Texte étudié:
···

Elle est acquise au concile de Ver de 755 (à Ver, dans l’Oise) : interdiction, même aux abbesses de sortir « sinon en temps de guerre, ou si convoquée par le roi ». En 789, Charlemagne donne des instructions similaires à ses missi dominici. L’interdiction sera assouplie quelque peu par d’autres synodes régionaux, autorisant les abbesses à sortir « avec la permission de l’évêque et si accompagnée» (en 800, en Bavière) ou même « pour faire une course urgente » (en 813, Chalon-sur-Saône).

Dans la grande efflorescence de la vie religieuse des XIe au XIIIe siècle, avec la naissance de grands ordres internationaux, la multiplication de monastères et couvents féminins qui pour beaucoup demandent l’affiliation aux ordres masculins (ce qui nécessite la présence de moines) effraye les abbés et supérieurs généraux. Devant les hésitations et la mauvaise volonté des abbés, des moniales font appel au pape qui souvent contraint les monastères masculins à accepter leur affiliation. Aussi le chapitre général de Cîteaux légifère en 1228 : « Si un commandement du pape ou quelqu’autre nécessité nous oblige à agréger à l’Ordre quelques monastère ce ne sera qu’à deux conditions : des bâtiments propres à permettre la clôture et des biens suffisants pour dispenser de mendier ». Ici il s’agit bien de la clôture active, c’est-à-dire de l’interdiction de sortir du monastère, déjà en vigueur chez les cisterciennes (depuis 1213).

···

Travail à faire:
1) Résumez le texte étudié en deux phrases.
2) Répondez aux questions suivantes d'après le texte étudié.
(a) En quelle année Charlemagne donne-t-il des instructions similaires à ses missi dominici ?
(b) À qui les moniales font-elles appel devant les hésitations et la mauvaise volonté des abbés ?
(c) Depuis quelle année la clôture active est-elle en vigueur chez les cisterciennes ?
3) Recopiez fidèlement, dans le texte étudié, le passage qui va de « Elle est acquise » jusqu'à « (en 813, Chalon-sur-Saône). ».

···

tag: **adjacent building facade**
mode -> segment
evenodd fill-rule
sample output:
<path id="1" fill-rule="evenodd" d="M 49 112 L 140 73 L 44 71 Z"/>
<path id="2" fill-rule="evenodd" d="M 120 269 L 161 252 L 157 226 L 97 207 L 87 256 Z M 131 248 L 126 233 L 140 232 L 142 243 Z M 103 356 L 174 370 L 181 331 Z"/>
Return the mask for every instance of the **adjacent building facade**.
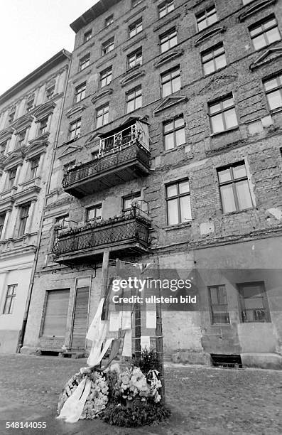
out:
<path id="1" fill-rule="evenodd" d="M 102 259 L 200 276 L 175 361 L 282 364 L 282 4 L 120 0 L 76 33 L 23 351 L 87 351 Z"/>
<path id="2" fill-rule="evenodd" d="M 0 352 L 16 351 L 70 55 L 62 50 L 0 96 Z"/>

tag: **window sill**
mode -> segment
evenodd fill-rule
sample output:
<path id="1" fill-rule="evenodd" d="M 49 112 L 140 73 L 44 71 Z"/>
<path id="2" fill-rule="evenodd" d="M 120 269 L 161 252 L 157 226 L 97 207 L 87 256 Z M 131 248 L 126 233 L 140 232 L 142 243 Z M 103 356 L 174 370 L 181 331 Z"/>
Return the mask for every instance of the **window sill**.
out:
<path id="1" fill-rule="evenodd" d="M 165 227 L 163 228 L 165 231 L 172 231 L 173 230 L 179 230 L 180 228 L 190 228 L 192 225 L 192 220 L 189 220 L 188 222 L 183 222 L 180 224 L 175 224 L 175 225 L 169 225 L 168 227 Z"/>
<path id="2" fill-rule="evenodd" d="M 222 213 L 223 216 L 232 216 L 232 215 L 239 215 L 239 213 L 244 213 L 244 212 L 250 211 L 251 210 L 255 210 L 255 207 L 249 207 L 249 208 L 244 208 L 244 210 L 239 210 L 234 212 L 229 212 L 228 213 Z"/>
<path id="3" fill-rule="evenodd" d="M 239 130 L 239 125 L 232 127 L 232 129 L 228 129 L 227 130 L 224 130 L 223 131 L 218 131 L 217 133 L 212 133 L 212 134 L 210 134 L 210 137 L 212 138 L 212 137 L 217 137 L 218 136 L 220 136 L 221 134 L 225 134 L 226 133 L 229 133 L 230 131 L 234 131 L 235 130 Z"/>

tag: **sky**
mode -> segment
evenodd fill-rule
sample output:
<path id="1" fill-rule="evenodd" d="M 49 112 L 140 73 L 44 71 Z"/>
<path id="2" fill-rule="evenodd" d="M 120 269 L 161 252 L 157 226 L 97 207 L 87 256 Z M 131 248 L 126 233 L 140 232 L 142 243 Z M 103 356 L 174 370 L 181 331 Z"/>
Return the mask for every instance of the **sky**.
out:
<path id="1" fill-rule="evenodd" d="M 65 48 L 70 24 L 98 0 L 0 0 L 0 95 Z"/>

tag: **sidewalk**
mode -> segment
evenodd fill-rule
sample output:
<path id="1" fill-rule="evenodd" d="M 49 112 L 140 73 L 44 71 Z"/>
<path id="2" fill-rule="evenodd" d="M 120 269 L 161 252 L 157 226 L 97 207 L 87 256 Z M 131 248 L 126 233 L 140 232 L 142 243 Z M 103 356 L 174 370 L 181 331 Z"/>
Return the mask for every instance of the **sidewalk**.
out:
<path id="1" fill-rule="evenodd" d="M 85 360 L 0 355 L 0 434 L 43 435 L 280 435 L 282 372 L 169 365 L 168 423 L 134 429 L 99 420 L 56 420 L 60 392 Z M 47 429 L 5 429 L 6 421 L 45 421 Z"/>

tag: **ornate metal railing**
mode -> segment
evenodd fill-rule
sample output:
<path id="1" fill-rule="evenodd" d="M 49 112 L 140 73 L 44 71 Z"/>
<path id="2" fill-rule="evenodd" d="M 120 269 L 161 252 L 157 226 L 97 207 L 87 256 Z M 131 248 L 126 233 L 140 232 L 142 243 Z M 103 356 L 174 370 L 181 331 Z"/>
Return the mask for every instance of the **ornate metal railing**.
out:
<path id="1" fill-rule="evenodd" d="M 148 245 L 150 221 L 136 208 L 120 216 L 107 220 L 97 220 L 80 228 L 58 232 L 53 253 L 55 257 L 63 254 L 101 248 L 124 242 L 138 242 L 145 247 Z"/>
<path id="2" fill-rule="evenodd" d="M 70 169 L 69 173 L 63 178 L 63 187 L 67 188 L 74 183 L 97 175 L 134 159 L 138 159 L 146 167 L 149 167 L 150 159 L 148 151 L 142 145 L 135 142 L 132 145 L 122 148 L 117 153 L 106 154 L 104 157 Z"/>

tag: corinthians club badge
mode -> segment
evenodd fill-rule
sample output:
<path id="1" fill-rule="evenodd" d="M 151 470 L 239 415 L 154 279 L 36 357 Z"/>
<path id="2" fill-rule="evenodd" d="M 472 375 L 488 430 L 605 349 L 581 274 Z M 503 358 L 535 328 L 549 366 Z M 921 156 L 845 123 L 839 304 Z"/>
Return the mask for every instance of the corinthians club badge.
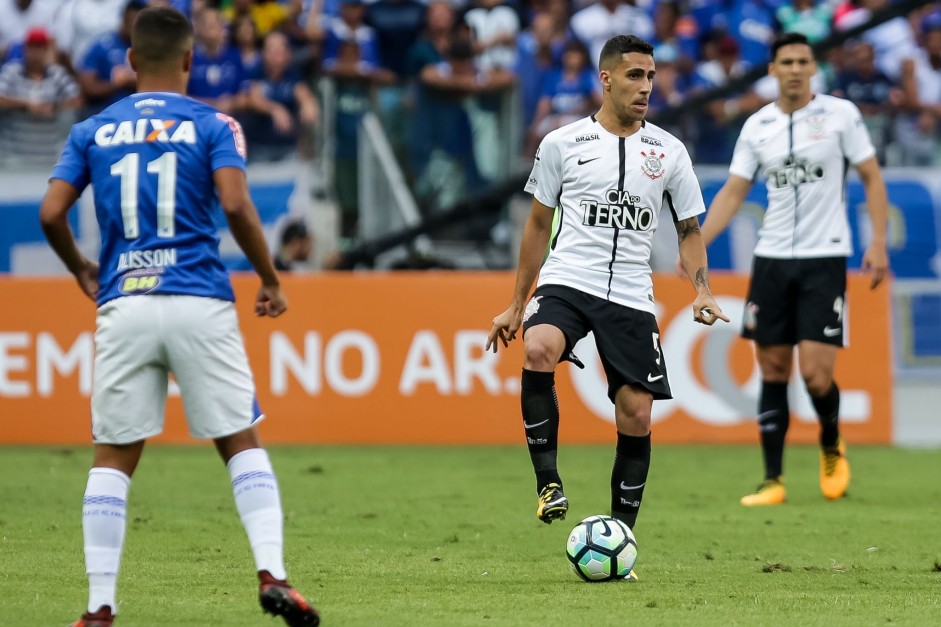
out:
<path id="1" fill-rule="evenodd" d="M 660 155 L 657 156 L 657 153 L 653 150 L 650 151 L 650 154 L 641 150 L 640 154 L 644 156 L 644 163 L 640 166 L 644 174 L 654 181 L 664 175 L 665 170 L 663 169 L 663 162 L 660 160 L 666 156 L 665 154 L 660 153 Z"/>

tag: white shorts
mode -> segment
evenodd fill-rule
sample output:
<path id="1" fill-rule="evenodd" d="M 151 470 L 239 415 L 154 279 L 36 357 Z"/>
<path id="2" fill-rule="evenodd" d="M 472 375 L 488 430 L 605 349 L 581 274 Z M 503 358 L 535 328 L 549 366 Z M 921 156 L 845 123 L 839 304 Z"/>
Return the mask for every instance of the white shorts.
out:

···

Corrigé des exercices:
1) En 755, le concile de Ver interdit aux abbesses de sortir, sauf en temps de guerre ou sur convocation du roi, et des synodes régionaux assouplirent ensuite cette interdiction en 800 en Bavière et en 813 à Chalon-sur-Saône. Aux XIe–XIIIe siècles, face à la multiplication des monastères féminins demandant leur affiliation aux ordres masculins, le chapitre général de Cîteaux fixa en 1228 deux conditions à leur agrégation : des bâtiments propres à la clôture et des biens suffisants pour dispenser de mendier.

2)
(a) En 789.
(b) Au pape.
(c) Depuis 1213.

3)
Elle est acquise au concile de Ver de 755 (à Ver, dans l’Oise) : interdiction, même aux abbesses de sortir « sinon en temps de guerre, ou si convoquée par le roi ». En 789, Charlemagne donne des instructions similaires à ses missi dominici. L’interdiction sera assouplie quelque peu par d’autres synodes régionaux, autorisant les abbesses à sortir « avec la permission de l’évêque et si accompagnée» (en 800, en Bavière) ou même « pour faire une course urgente » (en 813, Chalon-sur-Saône).